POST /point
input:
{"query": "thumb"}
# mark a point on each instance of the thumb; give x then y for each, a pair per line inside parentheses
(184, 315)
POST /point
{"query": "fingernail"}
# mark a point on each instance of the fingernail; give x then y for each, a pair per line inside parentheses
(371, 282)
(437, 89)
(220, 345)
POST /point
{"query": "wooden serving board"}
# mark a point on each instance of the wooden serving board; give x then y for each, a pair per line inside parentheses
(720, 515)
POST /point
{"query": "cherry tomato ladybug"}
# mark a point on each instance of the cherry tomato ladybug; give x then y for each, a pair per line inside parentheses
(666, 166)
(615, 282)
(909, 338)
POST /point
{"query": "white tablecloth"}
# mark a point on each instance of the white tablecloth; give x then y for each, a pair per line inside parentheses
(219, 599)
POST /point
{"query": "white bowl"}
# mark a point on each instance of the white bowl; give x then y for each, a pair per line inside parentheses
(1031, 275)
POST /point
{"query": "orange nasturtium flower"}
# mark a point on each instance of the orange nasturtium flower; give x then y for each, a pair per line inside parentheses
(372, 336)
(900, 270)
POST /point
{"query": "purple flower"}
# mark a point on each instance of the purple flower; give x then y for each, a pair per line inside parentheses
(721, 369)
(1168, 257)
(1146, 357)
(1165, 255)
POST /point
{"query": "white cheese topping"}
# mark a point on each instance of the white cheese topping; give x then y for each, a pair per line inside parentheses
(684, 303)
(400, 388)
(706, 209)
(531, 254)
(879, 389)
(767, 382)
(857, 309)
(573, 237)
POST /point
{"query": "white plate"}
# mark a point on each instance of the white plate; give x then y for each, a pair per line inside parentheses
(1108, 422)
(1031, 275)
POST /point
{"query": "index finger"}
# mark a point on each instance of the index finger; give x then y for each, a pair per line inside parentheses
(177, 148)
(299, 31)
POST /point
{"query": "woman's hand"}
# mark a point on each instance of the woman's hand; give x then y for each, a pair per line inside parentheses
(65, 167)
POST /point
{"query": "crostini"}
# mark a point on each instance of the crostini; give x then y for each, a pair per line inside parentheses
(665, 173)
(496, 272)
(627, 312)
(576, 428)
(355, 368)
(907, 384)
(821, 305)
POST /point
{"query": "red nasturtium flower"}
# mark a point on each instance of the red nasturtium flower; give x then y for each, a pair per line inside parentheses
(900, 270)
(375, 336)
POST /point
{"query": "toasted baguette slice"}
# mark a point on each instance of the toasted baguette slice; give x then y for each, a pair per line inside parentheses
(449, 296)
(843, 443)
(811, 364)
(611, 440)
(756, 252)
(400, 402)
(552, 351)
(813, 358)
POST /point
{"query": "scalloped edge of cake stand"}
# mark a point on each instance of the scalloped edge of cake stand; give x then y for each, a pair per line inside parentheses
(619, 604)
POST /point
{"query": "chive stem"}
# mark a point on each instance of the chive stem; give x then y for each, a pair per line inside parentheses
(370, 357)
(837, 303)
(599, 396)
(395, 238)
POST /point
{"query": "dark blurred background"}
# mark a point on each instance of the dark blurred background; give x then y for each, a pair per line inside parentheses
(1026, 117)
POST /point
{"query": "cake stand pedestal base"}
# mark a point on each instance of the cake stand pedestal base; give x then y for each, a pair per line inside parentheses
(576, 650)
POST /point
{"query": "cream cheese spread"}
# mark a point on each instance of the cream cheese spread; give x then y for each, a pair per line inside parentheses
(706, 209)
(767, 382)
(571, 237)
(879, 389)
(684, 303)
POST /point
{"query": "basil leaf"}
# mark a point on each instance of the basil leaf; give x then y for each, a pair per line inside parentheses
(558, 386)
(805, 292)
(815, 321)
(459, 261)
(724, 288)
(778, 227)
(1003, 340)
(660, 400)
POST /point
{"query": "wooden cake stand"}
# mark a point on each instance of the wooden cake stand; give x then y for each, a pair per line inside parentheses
****************************************
Aim of the exercise -
Write out every line of the material again, exactly as it reads.

Final result -
POST /point
input:
{"query": "thumb"}
# mark a point on each instance of the thumb; give x then y for each, a pair per line inside parentheses
(184, 315)
POST /point
{"query": "fingernail"}
# mark a point on each instance of the fingernail; give x then y for each, a pair per line inside parentheses
(371, 282)
(437, 89)
(220, 345)
POST /point
{"query": "wooden serving board"}
# mark a point on each instance of the wooden serving board; give x then y for each, a pair per line inside parentheses
(720, 515)
POST /point
{"query": "cherry tomato ladybug"}
# mark a point on each instance of the cherry tomato ladybug; give x then y for each, a pair per line inside parentheses
(666, 166)
(615, 282)
(909, 338)
POST /point
{"query": "white tablecloth"}
# mark a point on each instance of the white tablecloth; give x then y for each, a pair per line inside parentheses
(219, 599)
POST /point
{"query": "white bowl"}
# mark a point on each instance of the white bowl; give x then y for each, a pair per line inside parentheses
(1031, 275)
POST /point
{"query": "orange nasturtium flower"}
# mark a point on each instance of the orange nasturtium flower; give x then y for each, a pair per line inside parentheses
(372, 336)
(900, 270)
POST /point
{"query": "purple flower"}
# mark a point on each instance of the purple flower; give x then y for each, a pair per line inside parentheses
(721, 369)
(1168, 257)
(1146, 357)
(1165, 255)
POST /point
{"query": "white cheese topping"}
# mark a point on each instance of the white cheese topping; give x then y for each, a pair per line inside parentheses
(684, 303)
(400, 388)
(706, 209)
(531, 254)
(879, 389)
(767, 382)
(857, 309)
(573, 237)
POST /point
{"query": "white plate"}
# mark a point on each instance of the white plate; give x then y for each, a pair per line inside parentheses
(1108, 422)
(1031, 275)
POST /point
{"query": "index finger"}
# mark a point on each instance of the index finger; give x then y for each, a pair per line inside parentheses
(177, 148)
(299, 31)
POST /point
{"query": "woman's hand"}
# mark a point on each instance of the woman's hand; give x then y for each, a pair per line inside parentheses
(65, 167)
POST /point
{"query": "crostini"}
# mark a point on each instance of the crostini; give x then y for each, a pair per line inside parentheses
(665, 173)
(496, 272)
(627, 312)
(576, 428)
(355, 368)
(907, 384)
(821, 305)
POST /point
{"query": "red nasturtium flower"}
# mark a point on each instance of the red nasturtium flower; give x then y for each, a pair per line inside parentheses
(900, 270)
(375, 336)
POST /point
{"query": "toasted baguette slice"}
# mark a point on each instance of the toasted baguette slice; give x then y for each, a pair per line inside parentheses
(449, 296)
(843, 443)
(811, 364)
(611, 440)
(756, 252)
(400, 402)
(552, 351)
(813, 358)
POST /point
{"query": "scalloped edge of cake stand"}
# mark a point on each instance of the scalloped edge of cake stand; give x then y for each, a pair per line inside parentheses
(619, 604)
POST /point
{"query": "chive stem"}
# mark a point on each instance of the chive stem; give x then y for each, a pair per line inside parentheses
(370, 357)
(837, 303)
(599, 396)
(395, 238)
POST /point
{"query": "dark blurred background"}
# mark a point on each instance of the dark blurred background; give x then y for each, a pair per line inside parentheses
(1026, 117)
POST /point
{"query": "cake stand pedestal base"}
# mark a point on each instance of the cake stand pedestal base; give x then y for each, a pair per line inside parentheses
(576, 650)
POST /point
{"query": "cream cheese spread"}
# mark a point on each instance of the cream cheese spread; give x then y for each, a pair per line inside parentheses
(706, 209)
(767, 382)
(571, 237)
(879, 389)
(684, 303)
POST /point
{"query": "basil leaf"}
# mark a point on each instance of the basil leaf; give x then y for each, a pair per line inside parentheses
(558, 386)
(805, 292)
(815, 321)
(459, 261)
(724, 288)
(778, 227)
(1003, 340)
(660, 400)
POST /point
{"query": "wooden cake stand"}
# mark a point on each instance of the wooden cake stand; give x then y for each, a pair per line inside parentheses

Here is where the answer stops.